Source data:
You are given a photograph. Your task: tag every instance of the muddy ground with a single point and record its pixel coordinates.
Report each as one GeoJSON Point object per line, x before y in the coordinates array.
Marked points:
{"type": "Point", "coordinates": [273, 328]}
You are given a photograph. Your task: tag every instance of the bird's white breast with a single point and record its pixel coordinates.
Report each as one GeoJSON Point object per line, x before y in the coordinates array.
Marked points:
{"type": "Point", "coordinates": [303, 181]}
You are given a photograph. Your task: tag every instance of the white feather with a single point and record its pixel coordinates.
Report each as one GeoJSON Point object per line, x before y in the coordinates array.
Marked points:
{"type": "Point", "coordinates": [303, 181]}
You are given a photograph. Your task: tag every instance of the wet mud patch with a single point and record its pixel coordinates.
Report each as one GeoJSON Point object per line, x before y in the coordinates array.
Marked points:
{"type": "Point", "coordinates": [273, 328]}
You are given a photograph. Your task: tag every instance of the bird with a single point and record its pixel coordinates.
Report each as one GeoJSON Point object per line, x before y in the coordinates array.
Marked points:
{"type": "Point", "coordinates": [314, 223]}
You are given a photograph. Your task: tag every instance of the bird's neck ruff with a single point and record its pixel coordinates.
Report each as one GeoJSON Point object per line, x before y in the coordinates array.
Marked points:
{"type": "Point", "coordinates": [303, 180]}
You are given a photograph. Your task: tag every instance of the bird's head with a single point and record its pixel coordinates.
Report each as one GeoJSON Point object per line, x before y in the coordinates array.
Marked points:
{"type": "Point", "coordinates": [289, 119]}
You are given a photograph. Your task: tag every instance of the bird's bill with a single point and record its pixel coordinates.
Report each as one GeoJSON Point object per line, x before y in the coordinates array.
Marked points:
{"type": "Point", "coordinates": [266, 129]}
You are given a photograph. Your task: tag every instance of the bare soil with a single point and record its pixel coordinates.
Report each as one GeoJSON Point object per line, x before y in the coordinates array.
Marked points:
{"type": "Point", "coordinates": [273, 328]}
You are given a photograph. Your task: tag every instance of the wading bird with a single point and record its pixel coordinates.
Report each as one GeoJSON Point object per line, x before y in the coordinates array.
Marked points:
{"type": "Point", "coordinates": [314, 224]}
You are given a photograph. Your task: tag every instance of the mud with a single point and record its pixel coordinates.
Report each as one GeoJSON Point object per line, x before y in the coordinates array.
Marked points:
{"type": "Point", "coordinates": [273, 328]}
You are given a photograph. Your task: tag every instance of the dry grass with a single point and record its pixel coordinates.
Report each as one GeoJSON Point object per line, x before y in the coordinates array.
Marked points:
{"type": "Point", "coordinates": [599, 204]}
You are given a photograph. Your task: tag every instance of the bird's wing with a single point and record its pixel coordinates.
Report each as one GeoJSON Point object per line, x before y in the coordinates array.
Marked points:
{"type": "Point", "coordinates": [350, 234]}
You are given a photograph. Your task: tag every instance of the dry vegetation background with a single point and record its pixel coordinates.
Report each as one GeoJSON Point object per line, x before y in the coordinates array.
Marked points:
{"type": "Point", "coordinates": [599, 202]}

REQUIREMENT: Could you print all of the records above again, line for line, with nothing changed?

OUTPUT FOR THIS EXERCISE:
You are given a photograph. Your task: tag every instance of the muddy ground with a single point and record its pixel coordinates.
Report each as one GeoJSON Point object per line, x before y in the coordinates array.
Marked points:
{"type": "Point", "coordinates": [273, 328]}
You are given a photograph. Your task: tag every instance of the bird's white breast with a single point and record its pixel coordinates.
Report each as one GeoJSON Point object per line, x before y in the coordinates array.
Marked points:
{"type": "Point", "coordinates": [303, 181]}
You are given a photograph. Your task: tag every instance of the white feather with a single point and record its pixel coordinates.
Report each as one GeoJSON Point object per line, x before y in the coordinates array.
Marked points:
{"type": "Point", "coordinates": [303, 181]}
You are given a photograph. Your task: tag every instance of the wet mud patch with a single point and record its pixel coordinates.
Report each as one GeoJSON Point object per line, x before y in the coordinates array.
Marked points:
{"type": "Point", "coordinates": [273, 328]}
You are given a photograph. Your task: tag every instance of the bird with a single point and record its pixel coordinates.
Report each as one GeoJSON Point object per line, x before y in the coordinates array.
Marked points:
{"type": "Point", "coordinates": [314, 223]}
You are given a photograph. Your task: tag every instance of the bird's neck ruff with a single point and record its pixel coordinates.
Report each as one GeoJSON Point object per line, x before y in the coordinates array.
Marked points:
{"type": "Point", "coordinates": [303, 180]}
You are given a photograph. Your task: tag every instance of the bird's head with a single point and record its pixel coordinates.
Report each as one GeoJSON Point object per line, x before y in the coordinates array.
Marked points:
{"type": "Point", "coordinates": [289, 119]}
You are given a photograph. Your task: tag every instance of the bird's bill with a single point and record its pixel coordinates.
Report each as one GeoJSON Point object per line, x before y in the coordinates array.
Marked points:
{"type": "Point", "coordinates": [266, 129]}
You are given a photograph. Your task: tag every instance of the bare soil with a single point and record its pixel coordinates.
Report each as one GeoJSON Point object per line, x before y in the coordinates array.
Marked points:
{"type": "Point", "coordinates": [273, 328]}
You are given a photograph. Your task: tag every instance of the wading bird with a single point and record its pixel coordinates.
Report each as one GeoJSON Point object per line, x before y in the coordinates array.
Marked points:
{"type": "Point", "coordinates": [314, 224]}
You are given a photograph. Your task: tag every instance of the mud with a single point and record its pixel coordinates.
Report each as one GeoJSON Point object per line, x before y in the coordinates array.
Marked points:
{"type": "Point", "coordinates": [273, 328]}
You are given a photograph. Your task: tag every instance of the dry grass with a single point and record its pixel coordinates.
Report each as one GeoJSON Point object per line, x before y in the coordinates array.
Marked points:
{"type": "Point", "coordinates": [599, 204]}
You are given a photograph. Your task: tag every instance of the bird's wing with a single point and record its pixel coordinates.
Report each as one GeoJSON Point object per line, x before y in the coordinates array.
Marked points:
{"type": "Point", "coordinates": [350, 234]}
You are given a photograph. Your task: tag every instance of the dry vegetation background with a single point and record its pixel coordinates.
Report each as one GeoJSON Point object per line, x before y in the coordinates array.
Marked points:
{"type": "Point", "coordinates": [599, 202]}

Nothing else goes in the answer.